-- Exercise aim --
Please quote every line word for word.

──────── Excerpted data ────────

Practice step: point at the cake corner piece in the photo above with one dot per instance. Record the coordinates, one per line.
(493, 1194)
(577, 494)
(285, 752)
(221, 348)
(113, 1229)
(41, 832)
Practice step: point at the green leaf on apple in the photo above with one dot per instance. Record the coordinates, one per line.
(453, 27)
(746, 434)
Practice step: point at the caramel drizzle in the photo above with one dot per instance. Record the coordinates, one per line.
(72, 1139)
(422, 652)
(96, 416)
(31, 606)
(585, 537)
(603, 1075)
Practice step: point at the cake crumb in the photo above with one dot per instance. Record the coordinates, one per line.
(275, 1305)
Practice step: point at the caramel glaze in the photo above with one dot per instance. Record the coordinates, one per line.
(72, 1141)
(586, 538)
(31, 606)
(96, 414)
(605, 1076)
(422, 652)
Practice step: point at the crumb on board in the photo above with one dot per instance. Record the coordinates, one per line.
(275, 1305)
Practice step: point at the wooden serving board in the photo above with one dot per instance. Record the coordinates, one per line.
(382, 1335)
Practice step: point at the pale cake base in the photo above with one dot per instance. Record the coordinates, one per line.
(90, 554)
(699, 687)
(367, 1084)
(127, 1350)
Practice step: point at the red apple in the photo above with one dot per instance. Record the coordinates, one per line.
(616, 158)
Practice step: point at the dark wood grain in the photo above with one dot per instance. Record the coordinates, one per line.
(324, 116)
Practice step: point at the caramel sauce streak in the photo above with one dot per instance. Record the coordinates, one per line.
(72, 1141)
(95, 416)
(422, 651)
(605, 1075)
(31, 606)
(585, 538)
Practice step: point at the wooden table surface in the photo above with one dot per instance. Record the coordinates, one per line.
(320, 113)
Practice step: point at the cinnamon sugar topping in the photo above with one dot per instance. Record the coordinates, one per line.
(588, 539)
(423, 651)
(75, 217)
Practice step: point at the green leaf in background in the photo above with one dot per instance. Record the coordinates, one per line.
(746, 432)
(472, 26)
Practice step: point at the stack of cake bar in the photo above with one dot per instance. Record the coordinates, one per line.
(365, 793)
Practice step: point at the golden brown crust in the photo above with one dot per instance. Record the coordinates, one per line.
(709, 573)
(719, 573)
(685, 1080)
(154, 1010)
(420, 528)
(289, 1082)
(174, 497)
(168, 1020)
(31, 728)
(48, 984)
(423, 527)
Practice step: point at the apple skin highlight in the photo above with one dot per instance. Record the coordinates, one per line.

────────

-- Written solution --
Practice step: point at the cake corner piece in the photo above with one dot per instance. Record the coordinates, one per line.
(493, 1194)
(577, 494)
(285, 752)
(221, 348)
(113, 1229)
(41, 832)
Practice step: point at the green leaf on apple in the photo above with one dot per instance. Record the coordinates, one per line.
(453, 27)
(746, 434)
Practice step: point at the caramel drizzle in the photo above with one dot per instance. Record the coordinates, one per line.
(72, 1139)
(422, 652)
(96, 416)
(31, 606)
(585, 537)
(603, 1075)
Practice step: point at the cake crumb in the photo above with one dot per instance. Record the coordinates, one per line.
(275, 1305)
Practice step: point at the caramel glaze in the photo above with one dot per instance. Record the coordinates, one per line.
(72, 1141)
(586, 538)
(31, 606)
(96, 414)
(605, 1076)
(422, 652)
Practice step: point at the crumb on board in the photo above with one dot per instance. Record the coordinates, one per line.
(275, 1305)
Practice step: point at the wooden serving board in the photo above with one dot per instance. Record the coordinates, one per line.
(382, 1335)
Practice step: point at the pale cake base in the photo above with one dot per instance. Record the coordinates, one per line.
(90, 554)
(699, 687)
(367, 1084)
(127, 1350)
Practice step: point at the red apple in the photo above with one dot per instance. Record the coordinates, one per line.
(616, 158)
Practice step: point at the dark wood grain in the photo above with one dot per instance. Record the coordinates, one per line.
(324, 116)
Practice step: point at the caramel sauce streak in the photo above with one dot per instance. Record the coordinates, one per line.
(72, 1141)
(95, 416)
(422, 651)
(605, 1075)
(31, 606)
(585, 538)
Practice step: point at the wooden table surface in the photo above with one dot per instance. Record the coordinates, one per line.
(320, 113)
Practice step: point at the cinnamon sugar topping in the photo above with one dot per instance. Record the coordinates, one per line.
(588, 539)
(423, 651)
(75, 217)
Practice step: point at the green leaf in background in the photo above with one dot per instance. Record the coordinates, one per line.
(746, 432)
(472, 26)
Practice step: point at the stack of cake bar in the photo above with one dot per instance. Record the coordinates, one per line.
(365, 793)
Practice step: point at the golden brown crust in the photo above with one dot per instance. Record the coordinates, one per line.
(709, 573)
(719, 573)
(685, 1080)
(154, 1010)
(420, 528)
(289, 1082)
(174, 497)
(168, 1020)
(31, 728)
(48, 984)
(423, 527)
Practice step: point at the apple skin highlight in the photo above with one dot per instance. Record the coordinates, one per line.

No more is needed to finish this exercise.